■ Фрагмент для чтения:
Иногда судьба забрасывает обычного русского гопника в другой мир. Он оказывается в Париже, Нью-Йорке, Токио — и несёт свои привычки и понятия в эту новую для него вселенную.
В очередном выпуске из серии «Русская готика» писатель Михаил Боков пишет о таких людях: русских качках из глубинки, которые стали звёздами международного цирка. Но не перестали быть собой и даже в Париже пьют водку и слушают Лепса.
Кентавры пили в дешёвом отеле на окраине Парижа. Звучала музыка: Лепс, Круг, «Комбинация». Мне казалось, это мираж: я не должен слышать «Комбинацию» в городе Пикассо и Бреля. Кентавры пили водку. Шесть тел надышали жарко, устроили настоящую баню. Пахло кентаврским потом. За окном стучал дождь. Зима, промозглая, пришла в Париж.
Кентаврами их прозвал я. Они были русские артисты бродячего цирка. Атлеты. Разогревшись от водки — они пили водку, специально искали её в Париже, — сняли майки. Сидели мокрые, хмельные, играли мышцами. В цирке назавтра был выходной. Кроме того, один из кентавров справлял день рождения.
Современный цирк — это хорошо организованный табор. Кентавры, полубоги, призраки, люди, умеющие превращаться в лягушек, люди с рыбьей чешуёй вместо кожи, люди, умеющие испускать огонь из чрева, перемещаются по миру на самолётах и кораблях. Их сопровождают дети: множество детей носятся повсюду, когда едет цирк. Эти дети говорят на всех языках мира, а некоторые рождаются с татуировками на лицах.

■ Показанные данные:
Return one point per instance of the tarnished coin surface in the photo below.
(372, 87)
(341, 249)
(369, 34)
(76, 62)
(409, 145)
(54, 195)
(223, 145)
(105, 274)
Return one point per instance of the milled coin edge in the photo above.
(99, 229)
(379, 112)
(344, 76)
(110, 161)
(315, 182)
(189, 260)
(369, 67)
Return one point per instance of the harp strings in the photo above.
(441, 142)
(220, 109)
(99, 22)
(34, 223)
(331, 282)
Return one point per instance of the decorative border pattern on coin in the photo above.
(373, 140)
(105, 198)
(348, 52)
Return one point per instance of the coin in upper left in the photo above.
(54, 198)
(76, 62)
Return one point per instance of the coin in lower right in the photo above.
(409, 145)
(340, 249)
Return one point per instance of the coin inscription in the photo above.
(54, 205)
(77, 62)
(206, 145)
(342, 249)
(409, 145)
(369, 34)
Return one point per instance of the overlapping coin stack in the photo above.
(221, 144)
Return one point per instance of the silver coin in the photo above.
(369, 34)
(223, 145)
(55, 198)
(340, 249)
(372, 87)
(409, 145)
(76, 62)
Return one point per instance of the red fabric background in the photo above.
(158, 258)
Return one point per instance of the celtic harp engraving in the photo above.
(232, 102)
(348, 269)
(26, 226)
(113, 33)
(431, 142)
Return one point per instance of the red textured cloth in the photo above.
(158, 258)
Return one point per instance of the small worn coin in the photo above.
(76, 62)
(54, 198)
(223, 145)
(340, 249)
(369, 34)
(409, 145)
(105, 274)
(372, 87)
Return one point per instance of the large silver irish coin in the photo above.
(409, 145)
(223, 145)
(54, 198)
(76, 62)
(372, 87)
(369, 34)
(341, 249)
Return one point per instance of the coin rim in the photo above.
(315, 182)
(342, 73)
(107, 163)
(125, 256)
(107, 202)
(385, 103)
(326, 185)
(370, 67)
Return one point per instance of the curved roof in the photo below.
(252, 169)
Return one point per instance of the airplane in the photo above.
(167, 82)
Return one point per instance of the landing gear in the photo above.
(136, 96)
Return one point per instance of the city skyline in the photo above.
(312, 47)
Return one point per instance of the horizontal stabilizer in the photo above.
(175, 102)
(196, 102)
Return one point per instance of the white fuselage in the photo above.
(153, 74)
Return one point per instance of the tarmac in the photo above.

■ Инструкция к заданию:
Выведите без изменений отрывок из текста о русских цирковых атлетах, начиная со слов «Кентаврами их прозвал» и заканчивая словами «справлял день рождения.» включительно.

■ Результат выполнения:
Кентаврами их прозвал я. Они были русские артисты бродячего цирка. Атлеты. Разогревшись от водки — они пили водку, специально искали её в Париже, — сняли майки. Сидели мокрые, хмельные, играли мышцами. В цирке назавтра был выходной. Кроме того, один из кентавров справлял день рождения.